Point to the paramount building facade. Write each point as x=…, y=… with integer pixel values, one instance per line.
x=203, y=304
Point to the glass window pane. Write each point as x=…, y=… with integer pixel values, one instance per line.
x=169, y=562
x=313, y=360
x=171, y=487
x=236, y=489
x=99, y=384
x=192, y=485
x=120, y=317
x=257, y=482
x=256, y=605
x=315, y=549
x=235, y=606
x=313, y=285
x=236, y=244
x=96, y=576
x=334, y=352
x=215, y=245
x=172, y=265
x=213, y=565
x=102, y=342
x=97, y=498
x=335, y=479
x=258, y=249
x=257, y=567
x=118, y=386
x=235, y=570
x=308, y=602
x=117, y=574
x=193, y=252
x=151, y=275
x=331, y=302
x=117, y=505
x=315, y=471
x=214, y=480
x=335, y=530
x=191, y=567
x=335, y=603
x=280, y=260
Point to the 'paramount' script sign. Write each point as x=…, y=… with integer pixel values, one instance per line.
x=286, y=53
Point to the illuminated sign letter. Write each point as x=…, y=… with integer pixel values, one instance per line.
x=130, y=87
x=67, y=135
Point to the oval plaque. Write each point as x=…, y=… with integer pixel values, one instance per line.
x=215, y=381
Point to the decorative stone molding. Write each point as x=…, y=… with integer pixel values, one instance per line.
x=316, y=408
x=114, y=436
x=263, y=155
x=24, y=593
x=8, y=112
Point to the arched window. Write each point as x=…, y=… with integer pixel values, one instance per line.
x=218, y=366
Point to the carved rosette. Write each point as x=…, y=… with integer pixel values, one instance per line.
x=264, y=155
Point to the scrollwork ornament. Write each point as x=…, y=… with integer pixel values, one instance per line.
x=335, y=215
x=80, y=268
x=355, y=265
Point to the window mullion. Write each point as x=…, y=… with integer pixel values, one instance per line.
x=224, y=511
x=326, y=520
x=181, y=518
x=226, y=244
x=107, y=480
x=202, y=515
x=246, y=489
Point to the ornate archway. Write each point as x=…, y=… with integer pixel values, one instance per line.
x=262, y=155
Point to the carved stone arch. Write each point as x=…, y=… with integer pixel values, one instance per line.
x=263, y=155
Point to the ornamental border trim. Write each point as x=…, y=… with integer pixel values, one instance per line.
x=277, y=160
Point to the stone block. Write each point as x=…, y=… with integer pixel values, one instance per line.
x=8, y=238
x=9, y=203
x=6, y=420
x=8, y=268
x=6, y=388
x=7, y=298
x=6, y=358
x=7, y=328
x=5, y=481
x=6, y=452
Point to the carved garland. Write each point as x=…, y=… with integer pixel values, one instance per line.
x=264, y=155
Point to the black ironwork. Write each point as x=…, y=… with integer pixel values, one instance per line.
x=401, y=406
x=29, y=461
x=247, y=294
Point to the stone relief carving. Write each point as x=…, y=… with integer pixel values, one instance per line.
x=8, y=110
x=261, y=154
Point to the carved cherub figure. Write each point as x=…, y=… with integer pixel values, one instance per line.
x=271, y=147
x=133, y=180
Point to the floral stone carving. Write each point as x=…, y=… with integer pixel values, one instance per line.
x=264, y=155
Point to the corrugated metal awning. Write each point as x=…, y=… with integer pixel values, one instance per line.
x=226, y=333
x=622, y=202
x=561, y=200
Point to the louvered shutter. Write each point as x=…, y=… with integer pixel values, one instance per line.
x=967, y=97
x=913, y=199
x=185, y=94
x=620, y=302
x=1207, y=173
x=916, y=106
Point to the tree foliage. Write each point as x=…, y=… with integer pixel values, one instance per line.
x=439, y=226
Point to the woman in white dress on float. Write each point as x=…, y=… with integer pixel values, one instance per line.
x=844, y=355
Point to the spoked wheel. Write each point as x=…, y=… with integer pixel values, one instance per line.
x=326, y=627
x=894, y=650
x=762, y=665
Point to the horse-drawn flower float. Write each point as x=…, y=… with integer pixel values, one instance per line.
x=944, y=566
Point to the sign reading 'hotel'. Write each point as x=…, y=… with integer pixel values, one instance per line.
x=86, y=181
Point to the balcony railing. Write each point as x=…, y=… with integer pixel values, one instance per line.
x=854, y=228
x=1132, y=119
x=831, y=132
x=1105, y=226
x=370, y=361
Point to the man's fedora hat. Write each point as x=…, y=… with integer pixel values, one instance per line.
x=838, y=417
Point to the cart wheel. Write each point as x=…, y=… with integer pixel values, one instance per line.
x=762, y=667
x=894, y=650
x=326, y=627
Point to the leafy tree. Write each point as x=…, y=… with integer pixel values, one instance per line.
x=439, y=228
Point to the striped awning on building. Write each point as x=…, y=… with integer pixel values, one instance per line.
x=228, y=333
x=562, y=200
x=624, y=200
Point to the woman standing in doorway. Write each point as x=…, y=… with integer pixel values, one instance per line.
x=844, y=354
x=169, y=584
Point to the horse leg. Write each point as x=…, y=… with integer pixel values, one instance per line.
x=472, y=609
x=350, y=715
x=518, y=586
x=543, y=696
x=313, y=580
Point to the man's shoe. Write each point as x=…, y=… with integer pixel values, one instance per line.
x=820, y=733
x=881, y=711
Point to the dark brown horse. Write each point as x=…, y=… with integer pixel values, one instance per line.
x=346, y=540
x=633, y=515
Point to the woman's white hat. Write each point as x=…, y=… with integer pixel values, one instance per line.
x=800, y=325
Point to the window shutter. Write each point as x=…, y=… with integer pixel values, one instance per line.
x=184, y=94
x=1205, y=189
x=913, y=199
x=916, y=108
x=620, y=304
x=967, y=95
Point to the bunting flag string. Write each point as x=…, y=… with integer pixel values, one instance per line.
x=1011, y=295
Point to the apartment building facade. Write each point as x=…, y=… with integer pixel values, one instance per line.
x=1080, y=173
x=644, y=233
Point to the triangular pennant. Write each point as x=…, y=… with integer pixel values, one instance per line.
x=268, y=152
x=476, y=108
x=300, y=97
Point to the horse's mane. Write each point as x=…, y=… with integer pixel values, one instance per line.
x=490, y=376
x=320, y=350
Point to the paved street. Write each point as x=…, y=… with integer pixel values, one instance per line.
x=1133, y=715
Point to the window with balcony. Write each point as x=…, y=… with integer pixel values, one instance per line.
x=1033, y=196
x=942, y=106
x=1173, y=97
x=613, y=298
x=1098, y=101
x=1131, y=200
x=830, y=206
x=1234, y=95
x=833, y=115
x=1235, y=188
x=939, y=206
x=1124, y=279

### BRIEF
Give again only the lines of the material above that run from the one with "Point to the dark" through the end, both included, exactly as they appear.

### ANSWER FOR THIS EXERCISE
Point to the dark brown horse. Write each point as x=…, y=… with integer pixel values, one instance per line.
x=346, y=540
x=633, y=515
Point to the woman's white hat. Write each point as x=…, y=… with integer pixel values, one instance per line.
x=800, y=325
Point to the window shutter. Write each point as x=…, y=… with integer pixel values, one instance per line.
x=184, y=94
x=1205, y=189
x=913, y=199
x=916, y=108
x=620, y=304
x=967, y=95
Point to the bunting flag string. Write each point as x=…, y=… with integer pixel values, one instance per line.
x=1011, y=295
Point to the apartment building facade. Write each point as x=…, y=… with integer pixel values, one instance per line.
x=1080, y=173
x=644, y=233
Point to the triangular pennant. Write each point as x=…, y=… with integer pixel values, one instance per line.
x=268, y=152
x=476, y=108
x=300, y=97
Point to the horse's mane. Write each point as x=…, y=… with integer pixel values, one instance per line.
x=490, y=376
x=320, y=350
Point to the paved street. Write each point as x=…, y=… with integer pixel values, one instance per line.
x=1133, y=715
Point to the window with balcony. Write each point as x=…, y=… with integer pixel values, one instance per line.
x=1033, y=196
x=942, y=106
x=1173, y=97
x=613, y=298
x=1098, y=101
x=1131, y=200
x=830, y=206
x=1234, y=95
x=833, y=115
x=1235, y=188
x=939, y=206
x=1124, y=279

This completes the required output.